**EXERCISE**
The reply must be the number of lines in the following material that include the word "black", and nothing more.

☆ ☆ ☆ ☆ ☆ ☆ ☆

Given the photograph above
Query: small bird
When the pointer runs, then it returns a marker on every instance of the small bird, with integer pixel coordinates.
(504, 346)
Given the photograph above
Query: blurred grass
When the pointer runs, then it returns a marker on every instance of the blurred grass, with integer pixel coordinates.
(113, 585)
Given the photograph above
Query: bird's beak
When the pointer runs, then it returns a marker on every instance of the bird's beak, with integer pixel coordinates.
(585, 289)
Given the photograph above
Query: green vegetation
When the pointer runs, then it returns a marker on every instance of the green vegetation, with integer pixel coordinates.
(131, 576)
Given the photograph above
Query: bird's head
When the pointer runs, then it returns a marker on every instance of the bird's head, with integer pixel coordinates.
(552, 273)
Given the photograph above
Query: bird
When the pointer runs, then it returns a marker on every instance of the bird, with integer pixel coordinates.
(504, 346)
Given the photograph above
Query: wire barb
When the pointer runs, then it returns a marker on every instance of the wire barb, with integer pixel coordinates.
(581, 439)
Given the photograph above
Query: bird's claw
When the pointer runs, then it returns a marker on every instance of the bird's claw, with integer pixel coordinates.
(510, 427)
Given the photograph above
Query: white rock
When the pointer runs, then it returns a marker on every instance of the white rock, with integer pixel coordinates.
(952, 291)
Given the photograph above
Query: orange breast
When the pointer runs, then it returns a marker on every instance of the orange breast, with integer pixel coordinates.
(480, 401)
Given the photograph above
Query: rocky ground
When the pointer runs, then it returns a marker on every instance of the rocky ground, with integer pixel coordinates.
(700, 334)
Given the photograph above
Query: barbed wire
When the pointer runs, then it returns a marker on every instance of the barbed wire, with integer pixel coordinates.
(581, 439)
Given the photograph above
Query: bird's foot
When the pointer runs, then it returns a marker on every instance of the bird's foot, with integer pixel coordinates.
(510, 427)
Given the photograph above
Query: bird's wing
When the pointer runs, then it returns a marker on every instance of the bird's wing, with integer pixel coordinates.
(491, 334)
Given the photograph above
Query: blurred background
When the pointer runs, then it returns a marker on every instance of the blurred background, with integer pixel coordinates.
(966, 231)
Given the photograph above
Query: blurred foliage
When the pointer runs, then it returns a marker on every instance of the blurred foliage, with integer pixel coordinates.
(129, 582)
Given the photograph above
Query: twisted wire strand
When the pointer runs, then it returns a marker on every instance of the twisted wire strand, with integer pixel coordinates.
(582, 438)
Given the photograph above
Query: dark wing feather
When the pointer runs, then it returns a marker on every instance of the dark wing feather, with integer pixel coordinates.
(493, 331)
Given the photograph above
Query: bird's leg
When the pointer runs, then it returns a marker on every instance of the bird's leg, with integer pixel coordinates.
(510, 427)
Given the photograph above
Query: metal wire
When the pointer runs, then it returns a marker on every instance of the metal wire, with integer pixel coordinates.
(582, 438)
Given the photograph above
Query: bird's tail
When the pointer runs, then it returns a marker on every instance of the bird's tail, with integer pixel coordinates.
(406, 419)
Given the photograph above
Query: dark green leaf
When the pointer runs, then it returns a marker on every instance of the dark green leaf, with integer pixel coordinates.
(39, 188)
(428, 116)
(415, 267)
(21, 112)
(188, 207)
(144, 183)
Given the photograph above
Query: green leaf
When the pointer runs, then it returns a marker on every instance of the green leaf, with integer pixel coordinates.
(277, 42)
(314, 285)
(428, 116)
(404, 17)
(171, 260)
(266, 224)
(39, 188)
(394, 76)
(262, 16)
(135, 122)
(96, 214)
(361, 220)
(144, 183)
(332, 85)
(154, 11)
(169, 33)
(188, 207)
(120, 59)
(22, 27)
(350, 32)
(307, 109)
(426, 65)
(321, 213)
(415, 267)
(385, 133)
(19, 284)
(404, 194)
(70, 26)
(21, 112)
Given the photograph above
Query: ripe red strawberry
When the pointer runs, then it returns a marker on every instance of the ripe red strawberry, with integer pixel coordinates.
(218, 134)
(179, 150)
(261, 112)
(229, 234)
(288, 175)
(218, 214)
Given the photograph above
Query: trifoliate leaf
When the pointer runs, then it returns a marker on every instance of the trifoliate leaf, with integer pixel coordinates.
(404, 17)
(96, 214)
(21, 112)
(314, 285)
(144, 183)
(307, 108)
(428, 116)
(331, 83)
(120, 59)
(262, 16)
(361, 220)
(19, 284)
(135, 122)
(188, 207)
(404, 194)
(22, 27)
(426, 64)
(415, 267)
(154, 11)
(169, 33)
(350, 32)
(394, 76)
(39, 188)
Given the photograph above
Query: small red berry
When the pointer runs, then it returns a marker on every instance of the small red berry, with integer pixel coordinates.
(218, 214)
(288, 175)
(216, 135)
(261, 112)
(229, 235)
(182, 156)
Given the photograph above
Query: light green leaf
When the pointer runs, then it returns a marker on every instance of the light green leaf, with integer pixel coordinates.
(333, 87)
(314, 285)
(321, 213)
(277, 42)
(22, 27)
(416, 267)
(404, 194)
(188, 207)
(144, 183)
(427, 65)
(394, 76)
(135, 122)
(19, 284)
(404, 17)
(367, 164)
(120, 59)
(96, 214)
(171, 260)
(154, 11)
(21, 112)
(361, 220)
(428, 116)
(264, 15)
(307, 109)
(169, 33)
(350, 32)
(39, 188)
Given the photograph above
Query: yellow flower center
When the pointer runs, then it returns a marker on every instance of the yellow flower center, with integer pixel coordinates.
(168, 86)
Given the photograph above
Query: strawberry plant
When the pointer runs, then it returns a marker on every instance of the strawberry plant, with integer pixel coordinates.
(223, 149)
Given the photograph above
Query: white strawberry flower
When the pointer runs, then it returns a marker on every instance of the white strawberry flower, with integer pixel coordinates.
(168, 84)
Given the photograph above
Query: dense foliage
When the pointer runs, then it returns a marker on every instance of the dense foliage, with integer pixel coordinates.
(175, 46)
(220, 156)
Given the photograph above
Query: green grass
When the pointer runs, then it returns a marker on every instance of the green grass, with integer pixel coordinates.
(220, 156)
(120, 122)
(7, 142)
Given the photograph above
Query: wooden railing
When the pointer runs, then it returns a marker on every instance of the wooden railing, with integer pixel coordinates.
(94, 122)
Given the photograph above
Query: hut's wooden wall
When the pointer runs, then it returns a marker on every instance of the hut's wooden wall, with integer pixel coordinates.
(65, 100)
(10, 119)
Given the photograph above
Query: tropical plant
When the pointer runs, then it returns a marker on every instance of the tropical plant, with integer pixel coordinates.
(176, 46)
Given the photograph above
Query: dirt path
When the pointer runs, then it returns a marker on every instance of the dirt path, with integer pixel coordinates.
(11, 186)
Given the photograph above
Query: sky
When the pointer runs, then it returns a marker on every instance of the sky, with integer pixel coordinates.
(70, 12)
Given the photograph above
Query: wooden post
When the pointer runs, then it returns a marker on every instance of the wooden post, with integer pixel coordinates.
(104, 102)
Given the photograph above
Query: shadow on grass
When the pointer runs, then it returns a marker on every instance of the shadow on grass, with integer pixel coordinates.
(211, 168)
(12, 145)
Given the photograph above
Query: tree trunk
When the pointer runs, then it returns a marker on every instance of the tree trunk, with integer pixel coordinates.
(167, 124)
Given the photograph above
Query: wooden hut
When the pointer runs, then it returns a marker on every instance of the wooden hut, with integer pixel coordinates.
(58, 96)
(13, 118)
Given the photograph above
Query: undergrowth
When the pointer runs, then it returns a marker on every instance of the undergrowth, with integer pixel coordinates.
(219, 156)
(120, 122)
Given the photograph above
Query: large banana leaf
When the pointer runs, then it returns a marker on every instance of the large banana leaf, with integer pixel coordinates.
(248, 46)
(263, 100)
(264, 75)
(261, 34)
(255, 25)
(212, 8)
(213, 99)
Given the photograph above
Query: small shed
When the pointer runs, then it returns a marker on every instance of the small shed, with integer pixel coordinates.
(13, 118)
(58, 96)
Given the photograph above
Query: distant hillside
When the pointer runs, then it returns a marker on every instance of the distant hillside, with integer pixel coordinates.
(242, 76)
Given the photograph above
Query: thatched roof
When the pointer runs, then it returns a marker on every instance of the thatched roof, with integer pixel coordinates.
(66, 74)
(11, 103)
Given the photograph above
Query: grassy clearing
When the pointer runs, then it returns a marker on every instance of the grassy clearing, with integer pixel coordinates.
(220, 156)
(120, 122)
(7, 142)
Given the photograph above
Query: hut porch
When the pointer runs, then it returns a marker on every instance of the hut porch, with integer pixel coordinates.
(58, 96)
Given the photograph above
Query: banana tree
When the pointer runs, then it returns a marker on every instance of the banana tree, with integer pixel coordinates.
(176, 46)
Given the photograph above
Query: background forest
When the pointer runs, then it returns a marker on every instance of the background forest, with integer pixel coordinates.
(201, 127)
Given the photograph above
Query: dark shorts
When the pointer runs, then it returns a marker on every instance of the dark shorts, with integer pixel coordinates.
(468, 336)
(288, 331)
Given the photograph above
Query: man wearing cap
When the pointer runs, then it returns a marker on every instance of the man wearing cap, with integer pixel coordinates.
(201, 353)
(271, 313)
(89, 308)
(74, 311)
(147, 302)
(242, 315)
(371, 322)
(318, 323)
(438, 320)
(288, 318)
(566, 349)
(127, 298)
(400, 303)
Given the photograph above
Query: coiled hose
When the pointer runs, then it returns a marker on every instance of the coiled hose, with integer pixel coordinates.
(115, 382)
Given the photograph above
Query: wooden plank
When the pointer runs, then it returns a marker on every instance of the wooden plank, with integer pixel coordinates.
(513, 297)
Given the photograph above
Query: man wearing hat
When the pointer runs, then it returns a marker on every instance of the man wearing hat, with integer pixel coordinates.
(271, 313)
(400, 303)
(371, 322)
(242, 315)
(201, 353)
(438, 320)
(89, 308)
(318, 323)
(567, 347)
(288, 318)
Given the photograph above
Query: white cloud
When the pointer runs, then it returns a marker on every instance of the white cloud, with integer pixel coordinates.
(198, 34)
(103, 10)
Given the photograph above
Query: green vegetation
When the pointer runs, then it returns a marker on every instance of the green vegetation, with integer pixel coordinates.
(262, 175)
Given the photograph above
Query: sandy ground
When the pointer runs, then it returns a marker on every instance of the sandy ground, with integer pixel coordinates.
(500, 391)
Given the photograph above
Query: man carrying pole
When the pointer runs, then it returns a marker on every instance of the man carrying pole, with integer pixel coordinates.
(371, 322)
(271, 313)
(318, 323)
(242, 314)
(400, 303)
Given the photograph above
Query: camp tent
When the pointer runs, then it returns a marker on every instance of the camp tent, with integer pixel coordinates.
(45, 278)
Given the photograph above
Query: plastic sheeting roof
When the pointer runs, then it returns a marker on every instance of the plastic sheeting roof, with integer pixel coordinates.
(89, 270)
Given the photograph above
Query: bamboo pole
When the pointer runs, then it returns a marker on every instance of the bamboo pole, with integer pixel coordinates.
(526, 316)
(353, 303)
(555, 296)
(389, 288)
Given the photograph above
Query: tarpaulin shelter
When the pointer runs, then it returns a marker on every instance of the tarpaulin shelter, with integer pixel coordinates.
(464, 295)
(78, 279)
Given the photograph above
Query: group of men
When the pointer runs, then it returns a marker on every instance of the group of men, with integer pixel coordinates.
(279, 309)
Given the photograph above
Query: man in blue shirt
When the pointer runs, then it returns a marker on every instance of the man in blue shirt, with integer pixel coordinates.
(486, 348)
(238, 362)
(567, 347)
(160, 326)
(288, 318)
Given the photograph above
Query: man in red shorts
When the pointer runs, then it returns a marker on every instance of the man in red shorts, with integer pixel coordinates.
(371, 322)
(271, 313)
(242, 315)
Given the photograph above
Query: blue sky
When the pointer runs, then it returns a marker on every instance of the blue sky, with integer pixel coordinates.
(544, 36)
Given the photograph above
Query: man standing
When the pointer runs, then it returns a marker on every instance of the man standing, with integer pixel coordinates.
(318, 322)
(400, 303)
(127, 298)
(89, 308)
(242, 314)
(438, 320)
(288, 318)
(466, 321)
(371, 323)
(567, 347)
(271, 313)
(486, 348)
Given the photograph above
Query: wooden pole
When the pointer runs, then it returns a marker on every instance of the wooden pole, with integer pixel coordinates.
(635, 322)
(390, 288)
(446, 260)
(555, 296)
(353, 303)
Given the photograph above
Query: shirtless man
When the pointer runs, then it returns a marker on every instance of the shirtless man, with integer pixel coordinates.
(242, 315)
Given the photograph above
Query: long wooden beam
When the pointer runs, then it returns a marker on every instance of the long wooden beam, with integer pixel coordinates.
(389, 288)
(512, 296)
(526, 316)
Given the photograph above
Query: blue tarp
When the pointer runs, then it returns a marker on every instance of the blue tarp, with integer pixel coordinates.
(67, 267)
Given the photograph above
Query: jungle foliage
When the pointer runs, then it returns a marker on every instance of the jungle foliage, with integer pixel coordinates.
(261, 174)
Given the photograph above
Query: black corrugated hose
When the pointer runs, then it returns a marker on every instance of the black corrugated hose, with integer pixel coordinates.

☆ ☆ ☆ ☆ ☆ ☆ ☆

**TASK OUTPUT**
2